> _REQUEST 1_: Repeat the following passage on mid-rise wood-frame building design word for word.

> _DOCUMENT SEGMENT_:

○ ○ ○ ○

Resilient channels. When double or staggered stud construction is not possible, decoupling the sheathing from the framing provides a similar form of isolation.

Floor finishes. Impact noise can be reduced considerably with the use of soft finishes such as carpet. When carpeting is not practical or desired, floating wood or tile floor systems offer the next best solution.

For a more detailed introduction to these concepts, a technical paper, Acoustical Considerations for Mixed-Use Wood-Frame Buildings, is available at woodworks.org/wp-content/uploads/Acoustics_Solutions_Paper.pdf.

Innovative Wood Products and Building Systems

A number of innovative technologies and building systems are increasing the opportunities for mid-rise wood buildings. For example:

Prefabricated Systems

Specifying prefabricated or factory manufactured wall and roof panels can provide better quality wall construction since the panels are constructed off-site in moisture controlled environments. Wall panelizing is particularly useful for jobsites that don't have adequate space to construct the walls and can speed the erection time considerably. Wall panels can also optimize stud design and increase sound proofing and energy efficiency. Panels may range from 4 to 30 feet long, and are lifted into place by crane.

○ ○ ○ ○

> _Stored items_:

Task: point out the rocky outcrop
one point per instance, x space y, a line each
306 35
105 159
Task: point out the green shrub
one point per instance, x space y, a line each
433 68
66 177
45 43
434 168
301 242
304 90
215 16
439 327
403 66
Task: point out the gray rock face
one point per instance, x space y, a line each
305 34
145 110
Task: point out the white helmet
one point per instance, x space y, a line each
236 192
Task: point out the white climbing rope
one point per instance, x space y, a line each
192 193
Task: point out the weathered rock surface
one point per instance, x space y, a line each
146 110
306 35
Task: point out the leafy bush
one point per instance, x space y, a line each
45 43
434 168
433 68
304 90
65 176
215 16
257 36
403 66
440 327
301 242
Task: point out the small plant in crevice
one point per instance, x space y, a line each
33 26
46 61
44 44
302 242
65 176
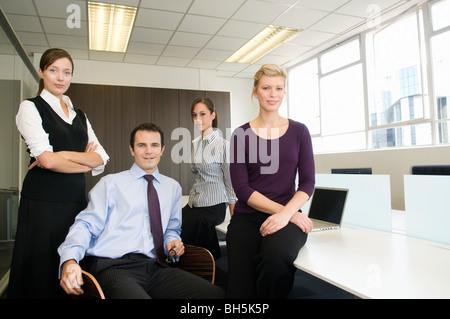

○ ○ ○ ○

> _REQUEST 2_: Reproduce every line of the records above precisely, leaving out the pictures.

> _WRITTEN SOLUTION 1_:
Resilient channels. When double or staggered stud construction is not possible, decoupling the sheathing from the framing provides a similar form of isolation.

Floor finishes. Impact noise can be reduced considerably with the use of soft finishes such as carpet. When carpeting is not practical or desired, floating wood or tile floor systems offer the next best solution.

For a more detailed introduction to these concepts, a technical paper, Acoustical Considerations for Mixed-Use Wood-Frame Buildings, is available at woodworks.org/wp-content/uploads/Acoustics_Solutions_Paper.pdf.

Innovative Wood Products and Building Systems

A number of innovative technologies and building systems are increasing the opportunities for mid-rise wood buildings. For example:

Prefabricated Systems

Specifying prefabricated or factory manufactured wall and roof panels can provide better quality wall construction since the panels are constructed off-site in moisture controlled environments. Wall panelizing is particularly useful for jobsites that don't have adequate space to construct the walls and can speed the erection time considerably. Wall panels can also optimize stud design and increase sound proofing and energy efficiency. Panels may range from 4 to 30 feet long, and are lifted into place by crane.

> _WRITTEN SOLUTION 2_:
Task: point out the rocky outcrop
one point per instance, x space y, a line each
306 35
105 159
Task: point out the green shrub
one point per instance, x space y, a line each
433 68
66 177
45 43
434 168
301 242
304 90
215 16
439 327
403 66
Task: point out the gray rock face
one point per instance, x space y, a line each
305 34
145 110
Task: point out the white helmet
one point per instance, x space y, a line each
236 192
Task: point out the white climbing rope
one point per instance, x space y, a line each
192 193
Task: point out the weathered rock surface
one point per instance, x space y, a line each
146 110
306 35
Task: point out the leafy bush
one point per instance, x space y, a line each
45 43
434 168
433 68
304 90
65 176
215 16
257 36
403 66
440 327
301 242
Task: point out the small plant in crevice
one point per instance, x space y, a line each
33 26
46 61
44 44
302 242
65 176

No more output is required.